### WHAT IS NEEDED
Below are some records. Output the lines from the first one through the line that holds "Where can the ceiling fan light", exactly as written, with no pictures.

### MATERIAL FOR THIS EXERCISE
>>>>
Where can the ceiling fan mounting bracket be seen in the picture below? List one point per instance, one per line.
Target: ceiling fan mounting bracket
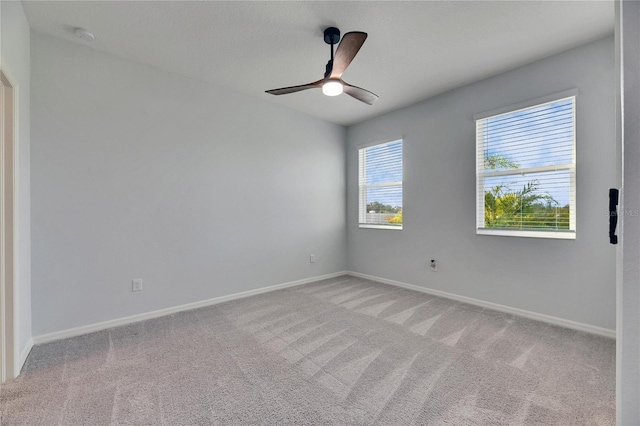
(331, 35)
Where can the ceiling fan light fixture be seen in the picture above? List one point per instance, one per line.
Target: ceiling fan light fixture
(332, 87)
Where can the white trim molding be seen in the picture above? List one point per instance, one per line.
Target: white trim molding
(22, 357)
(90, 328)
(574, 325)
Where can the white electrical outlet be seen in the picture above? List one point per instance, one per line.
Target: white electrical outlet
(136, 285)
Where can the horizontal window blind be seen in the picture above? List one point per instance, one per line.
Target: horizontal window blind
(380, 185)
(525, 169)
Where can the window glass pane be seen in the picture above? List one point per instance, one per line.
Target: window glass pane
(384, 163)
(526, 170)
(531, 200)
(381, 185)
(534, 137)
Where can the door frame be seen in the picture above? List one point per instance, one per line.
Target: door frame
(7, 227)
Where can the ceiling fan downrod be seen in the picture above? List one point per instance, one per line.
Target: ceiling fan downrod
(332, 37)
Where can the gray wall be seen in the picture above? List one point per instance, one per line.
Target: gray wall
(16, 63)
(201, 192)
(628, 331)
(574, 280)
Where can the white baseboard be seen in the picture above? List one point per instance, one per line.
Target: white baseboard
(85, 329)
(22, 358)
(496, 307)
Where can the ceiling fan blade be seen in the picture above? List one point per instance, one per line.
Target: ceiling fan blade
(293, 89)
(346, 51)
(359, 93)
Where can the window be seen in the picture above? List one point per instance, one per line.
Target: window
(526, 171)
(380, 180)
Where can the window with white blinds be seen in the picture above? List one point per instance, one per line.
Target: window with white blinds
(526, 171)
(380, 185)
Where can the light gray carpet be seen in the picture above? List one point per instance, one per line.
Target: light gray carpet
(344, 351)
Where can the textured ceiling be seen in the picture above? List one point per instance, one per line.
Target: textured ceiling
(415, 50)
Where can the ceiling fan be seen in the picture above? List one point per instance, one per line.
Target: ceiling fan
(332, 84)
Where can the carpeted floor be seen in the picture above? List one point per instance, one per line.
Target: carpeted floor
(344, 351)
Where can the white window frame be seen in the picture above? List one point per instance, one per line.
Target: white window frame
(481, 173)
(362, 186)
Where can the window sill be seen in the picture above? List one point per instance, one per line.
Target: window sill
(555, 235)
(394, 228)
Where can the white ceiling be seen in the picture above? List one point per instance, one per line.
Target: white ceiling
(415, 50)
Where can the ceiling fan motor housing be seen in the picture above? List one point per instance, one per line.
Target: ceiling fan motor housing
(331, 35)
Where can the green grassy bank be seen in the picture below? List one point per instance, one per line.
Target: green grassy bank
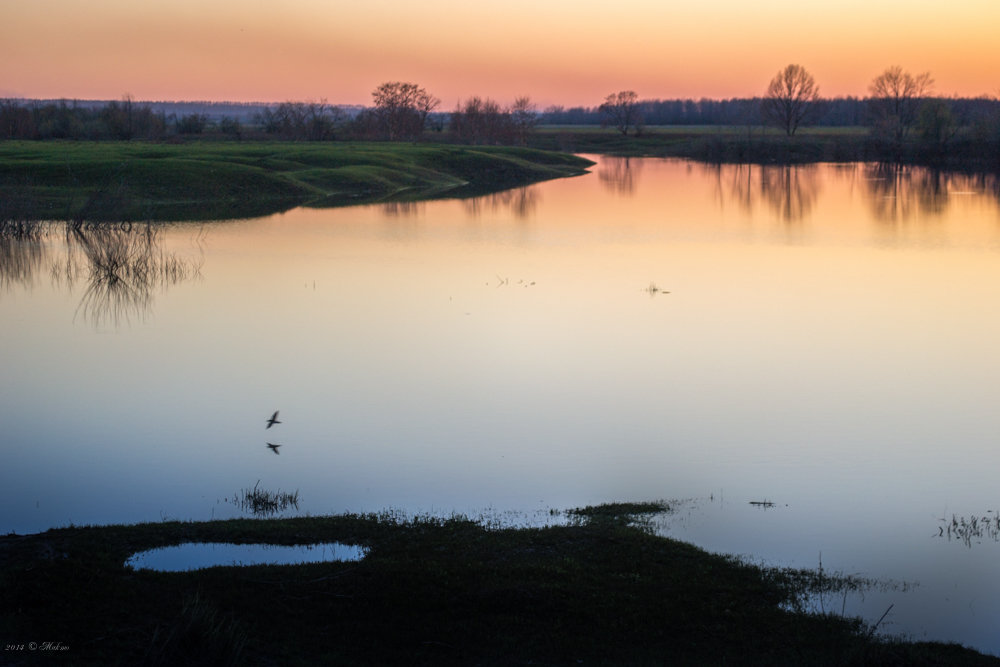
(602, 590)
(206, 180)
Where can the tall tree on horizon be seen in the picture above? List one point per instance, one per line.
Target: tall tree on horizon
(621, 110)
(401, 109)
(790, 98)
(895, 101)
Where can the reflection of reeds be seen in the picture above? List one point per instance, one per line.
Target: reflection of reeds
(125, 264)
(974, 528)
(21, 249)
(261, 502)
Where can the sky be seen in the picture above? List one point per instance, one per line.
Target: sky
(566, 52)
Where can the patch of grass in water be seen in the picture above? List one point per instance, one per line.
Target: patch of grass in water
(434, 591)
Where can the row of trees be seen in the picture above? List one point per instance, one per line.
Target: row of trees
(893, 108)
(119, 120)
(899, 102)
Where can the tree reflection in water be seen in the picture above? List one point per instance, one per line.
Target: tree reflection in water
(789, 191)
(619, 174)
(22, 251)
(521, 202)
(124, 264)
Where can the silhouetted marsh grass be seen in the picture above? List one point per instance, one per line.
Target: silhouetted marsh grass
(124, 264)
(971, 529)
(441, 591)
(263, 503)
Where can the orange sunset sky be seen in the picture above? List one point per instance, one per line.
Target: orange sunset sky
(556, 51)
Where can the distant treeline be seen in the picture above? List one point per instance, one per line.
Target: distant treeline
(836, 112)
(936, 129)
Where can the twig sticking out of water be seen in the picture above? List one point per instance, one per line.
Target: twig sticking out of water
(261, 502)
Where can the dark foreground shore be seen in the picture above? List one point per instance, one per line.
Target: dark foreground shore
(602, 590)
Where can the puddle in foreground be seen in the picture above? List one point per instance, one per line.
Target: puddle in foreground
(199, 555)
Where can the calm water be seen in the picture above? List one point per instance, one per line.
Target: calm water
(824, 338)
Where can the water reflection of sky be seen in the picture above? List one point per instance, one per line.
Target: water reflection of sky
(827, 343)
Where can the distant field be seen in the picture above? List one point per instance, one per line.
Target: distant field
(204, 180)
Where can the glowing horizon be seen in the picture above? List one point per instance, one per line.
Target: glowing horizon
(558, 52)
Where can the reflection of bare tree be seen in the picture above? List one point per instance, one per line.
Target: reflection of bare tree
(897, 192)
(619, 174)
(790, 190)
(402, 209)
(521, 202)
(124, 264)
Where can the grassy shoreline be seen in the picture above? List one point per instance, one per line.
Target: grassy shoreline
(601, 590)
(115, 181)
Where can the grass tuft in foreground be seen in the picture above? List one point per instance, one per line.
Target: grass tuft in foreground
(431, 591)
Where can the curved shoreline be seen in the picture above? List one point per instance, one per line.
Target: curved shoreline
(116, 181)
(602, 588)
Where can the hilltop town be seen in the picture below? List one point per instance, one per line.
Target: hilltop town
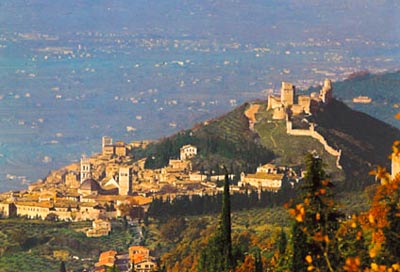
(101, 186)
(116, 182)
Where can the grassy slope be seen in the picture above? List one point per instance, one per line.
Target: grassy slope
(262, 225)
(365, 141)
(291, 150)
(28, 245)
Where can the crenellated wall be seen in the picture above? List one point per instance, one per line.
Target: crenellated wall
(314, 134)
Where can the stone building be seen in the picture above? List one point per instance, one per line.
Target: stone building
(124, 181)
(99, 228)
(86, 169)
(120, 149)
(89, 187)
(7, 209)
(287, 94)
(395, 164)
(261, 180)
(187, 152)
(72, 180)
(326, 94)
(107, 147)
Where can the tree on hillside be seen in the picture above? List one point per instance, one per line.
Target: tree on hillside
(383, 218)
(62, 267)
(217, 256)
(316, 222)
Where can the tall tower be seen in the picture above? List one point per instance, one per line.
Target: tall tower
(287, 93)
(124, 181)
(107, 147)
(326, 94)
(86, 169)
(395, 164)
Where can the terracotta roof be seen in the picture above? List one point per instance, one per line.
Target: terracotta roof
(35, 204)
(265, 176)
(90, 184)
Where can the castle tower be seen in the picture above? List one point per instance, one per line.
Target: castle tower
(395, 164)
(86, 169)
(287, 94)
(326, 94)
(124, 181)
(107, 147)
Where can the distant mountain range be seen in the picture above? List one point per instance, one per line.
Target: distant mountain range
(383, 89)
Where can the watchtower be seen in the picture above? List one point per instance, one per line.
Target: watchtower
(395, 164)
(86, 169)
(124, 181)
(287, 94)
(326, 94)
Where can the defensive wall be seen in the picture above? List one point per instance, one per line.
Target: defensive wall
(314, 134)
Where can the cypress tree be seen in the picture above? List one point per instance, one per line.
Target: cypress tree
(62, 267)
(217, 256)
(317, 222)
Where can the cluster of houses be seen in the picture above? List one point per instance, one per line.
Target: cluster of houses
(137, 259)
(97, 187)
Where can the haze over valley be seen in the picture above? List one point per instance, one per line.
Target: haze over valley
(73, 71)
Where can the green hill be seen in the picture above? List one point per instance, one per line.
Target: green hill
(363, 140)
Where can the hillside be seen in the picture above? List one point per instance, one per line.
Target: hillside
(363, 140)
(225, 140)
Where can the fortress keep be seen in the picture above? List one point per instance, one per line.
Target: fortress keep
(288, 104)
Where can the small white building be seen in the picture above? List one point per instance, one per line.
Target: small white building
(187, 152)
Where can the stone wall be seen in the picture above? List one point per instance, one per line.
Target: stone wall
(314, 134)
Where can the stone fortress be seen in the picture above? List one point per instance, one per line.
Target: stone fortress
(296, 108)
(288, 104)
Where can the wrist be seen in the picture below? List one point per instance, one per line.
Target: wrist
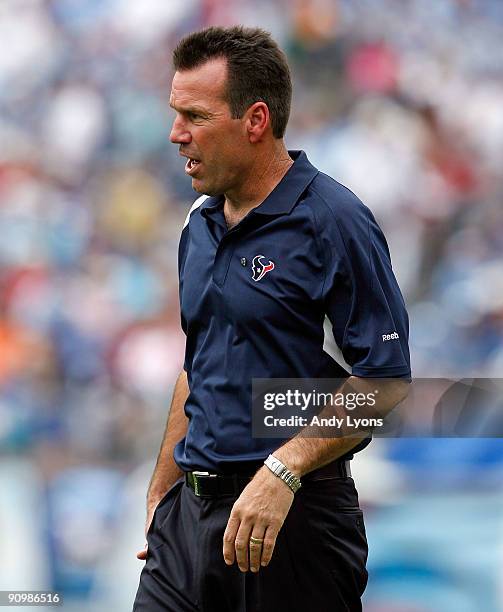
(281, 471)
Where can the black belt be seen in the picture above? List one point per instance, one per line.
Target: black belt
(205, 484)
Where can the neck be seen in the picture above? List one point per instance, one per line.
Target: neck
(262, 176)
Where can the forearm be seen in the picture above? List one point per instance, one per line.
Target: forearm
(303, 453)
(166, 471)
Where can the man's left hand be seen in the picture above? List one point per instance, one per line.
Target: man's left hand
(255, 520)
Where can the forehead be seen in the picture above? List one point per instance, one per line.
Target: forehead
(203, 85)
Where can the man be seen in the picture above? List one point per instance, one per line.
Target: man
(272, 248)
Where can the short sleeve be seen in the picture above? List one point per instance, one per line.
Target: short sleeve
(361, 294)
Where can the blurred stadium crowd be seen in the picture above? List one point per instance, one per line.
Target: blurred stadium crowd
(401, 100)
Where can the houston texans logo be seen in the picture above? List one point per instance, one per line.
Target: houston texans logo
(259, 269)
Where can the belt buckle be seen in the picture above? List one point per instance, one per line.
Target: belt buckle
(196, 475)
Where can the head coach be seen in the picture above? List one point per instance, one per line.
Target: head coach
(270, 248)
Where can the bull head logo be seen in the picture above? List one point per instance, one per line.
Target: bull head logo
(259, 268)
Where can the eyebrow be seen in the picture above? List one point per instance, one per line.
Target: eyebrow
(189, 109)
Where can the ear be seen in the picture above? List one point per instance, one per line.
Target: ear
(257, 121)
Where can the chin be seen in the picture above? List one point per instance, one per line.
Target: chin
(201, 188)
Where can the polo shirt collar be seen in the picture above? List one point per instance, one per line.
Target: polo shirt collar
(284, 196)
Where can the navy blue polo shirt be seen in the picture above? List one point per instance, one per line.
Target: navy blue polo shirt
(254, 298)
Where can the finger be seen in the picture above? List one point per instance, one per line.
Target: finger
(268, 545)
(255, 548)
(229, 539)
(142, 554)
(241, 545)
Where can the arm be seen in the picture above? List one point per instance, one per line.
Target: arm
(166, 472)
(304, 454)
(264, 504)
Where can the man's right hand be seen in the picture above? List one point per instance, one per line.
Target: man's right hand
(142, 554)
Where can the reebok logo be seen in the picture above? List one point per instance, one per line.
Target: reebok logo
(393, 336)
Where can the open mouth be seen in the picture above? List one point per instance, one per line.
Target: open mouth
(192, 165)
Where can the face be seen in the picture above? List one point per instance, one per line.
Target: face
(214, 144)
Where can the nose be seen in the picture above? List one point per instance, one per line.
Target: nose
(179, 133)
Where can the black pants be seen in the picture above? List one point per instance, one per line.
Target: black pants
(318, 564)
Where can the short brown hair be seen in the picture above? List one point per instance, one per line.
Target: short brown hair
(257, 70)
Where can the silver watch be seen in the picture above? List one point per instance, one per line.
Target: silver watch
(281, 471)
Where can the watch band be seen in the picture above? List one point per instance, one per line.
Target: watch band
(281, 471)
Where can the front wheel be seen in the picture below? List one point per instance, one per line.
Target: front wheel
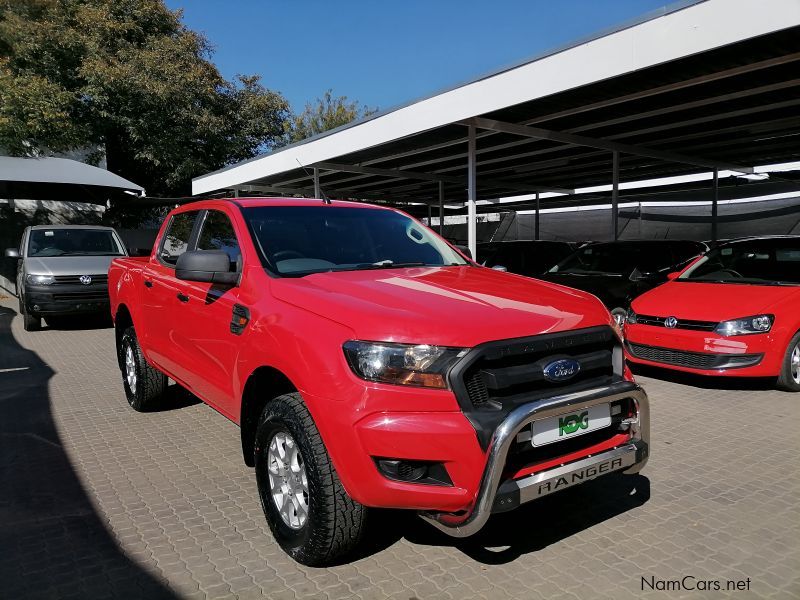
(144, 384)
(307, 508)
(789, 379)
(29, 322)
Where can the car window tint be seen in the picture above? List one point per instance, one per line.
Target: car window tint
(217, 234)
(176, 238)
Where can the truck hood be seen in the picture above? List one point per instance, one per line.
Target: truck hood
(68, 265)
(451, 306)
(711, 301)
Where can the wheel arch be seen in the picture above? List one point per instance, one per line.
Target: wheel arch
(122, 320)
(264, 384)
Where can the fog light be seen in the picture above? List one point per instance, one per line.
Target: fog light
(413, 471)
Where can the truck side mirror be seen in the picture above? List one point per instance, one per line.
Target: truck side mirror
(206, 266)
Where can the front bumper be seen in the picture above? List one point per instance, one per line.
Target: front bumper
(61, 299)
(704, 352)
(496, 494)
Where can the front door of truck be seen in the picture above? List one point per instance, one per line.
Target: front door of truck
(163, 297)
(211, 348)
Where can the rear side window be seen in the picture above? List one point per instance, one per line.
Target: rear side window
(177, 236)
(217, 234)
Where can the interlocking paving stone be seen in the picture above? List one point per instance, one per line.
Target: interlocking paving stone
(99, 501)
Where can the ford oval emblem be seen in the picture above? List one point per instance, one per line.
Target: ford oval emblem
(561, 370)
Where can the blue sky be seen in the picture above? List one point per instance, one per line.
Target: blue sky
(385, 53)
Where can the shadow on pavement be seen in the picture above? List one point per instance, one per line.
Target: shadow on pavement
(705, 381)
(52, 542)
(530, 528)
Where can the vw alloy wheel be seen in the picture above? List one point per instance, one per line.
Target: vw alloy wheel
(287, 479)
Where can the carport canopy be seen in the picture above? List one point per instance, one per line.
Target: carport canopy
(698, 86)
(50, 178)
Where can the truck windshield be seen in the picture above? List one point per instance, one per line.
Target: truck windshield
(774, 261)
(300, 240)
(73, 242)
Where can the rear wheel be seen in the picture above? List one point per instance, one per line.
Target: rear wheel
(307, 508)
(789, 379)
(144, 385)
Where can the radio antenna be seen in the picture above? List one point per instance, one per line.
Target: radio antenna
(325, 199)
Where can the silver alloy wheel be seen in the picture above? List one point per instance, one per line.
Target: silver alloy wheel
(130, 369)
(287, 480)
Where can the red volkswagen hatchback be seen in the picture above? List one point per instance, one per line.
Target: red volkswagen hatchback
(735, 311)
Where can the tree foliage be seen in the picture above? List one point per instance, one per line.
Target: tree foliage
(325, 113)
(127, 77)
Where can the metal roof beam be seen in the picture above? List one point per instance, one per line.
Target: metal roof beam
(581, 140)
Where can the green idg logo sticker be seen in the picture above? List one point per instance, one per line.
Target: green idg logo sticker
(571, 423)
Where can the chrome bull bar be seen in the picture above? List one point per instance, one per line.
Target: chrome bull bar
(629, 458)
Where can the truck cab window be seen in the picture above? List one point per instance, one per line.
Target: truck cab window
(176, 239)
(217, 234)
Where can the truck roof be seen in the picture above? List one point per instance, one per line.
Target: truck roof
(252, 202)
(51, 227)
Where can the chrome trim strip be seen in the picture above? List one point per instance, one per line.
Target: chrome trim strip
(466, 524)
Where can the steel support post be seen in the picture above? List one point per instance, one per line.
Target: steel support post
(714, 207)
(472, 194)
(615, 195)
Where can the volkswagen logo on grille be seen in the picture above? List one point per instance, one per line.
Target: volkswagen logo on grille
(561, 370)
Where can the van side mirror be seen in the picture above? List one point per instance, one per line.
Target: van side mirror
(206, 266)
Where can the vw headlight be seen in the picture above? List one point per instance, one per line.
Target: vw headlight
(745, 326)
(39, 279)
(402, 364)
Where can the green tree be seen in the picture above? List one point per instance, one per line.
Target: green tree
(324, 114)
(127, 77)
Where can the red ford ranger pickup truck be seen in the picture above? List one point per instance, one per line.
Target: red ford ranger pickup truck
(370, 364)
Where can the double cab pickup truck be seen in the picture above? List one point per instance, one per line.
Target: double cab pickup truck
(369, 363)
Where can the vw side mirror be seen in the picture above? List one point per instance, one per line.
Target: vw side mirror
(206, 266)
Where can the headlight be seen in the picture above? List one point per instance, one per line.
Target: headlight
(402, 364)
(745, 326)
(39, 279)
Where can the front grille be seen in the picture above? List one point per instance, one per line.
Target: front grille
(89, 295)
(682, 323)
(76, 279)
(694, 360)
(498, 376)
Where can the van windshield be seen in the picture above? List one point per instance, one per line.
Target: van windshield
(301, 240)
(73, 242)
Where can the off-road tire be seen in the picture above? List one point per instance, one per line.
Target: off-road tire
(150, 383)
(786, 381)
(335, 522)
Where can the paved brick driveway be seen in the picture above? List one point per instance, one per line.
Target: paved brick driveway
(99, 501)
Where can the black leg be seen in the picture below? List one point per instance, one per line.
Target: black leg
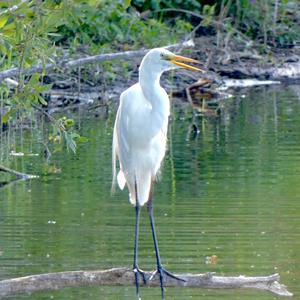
<<<<
### COMPLETED EXERCISE
Where can the ceiling fan mounting bracket be seen in the picture below? List one point per instance, one per line.
Target: ceiling fan mounting bracket
(331, 35)
Where can the ceiling fan light fixture be seen in the picture above? List one point per instance, one per line.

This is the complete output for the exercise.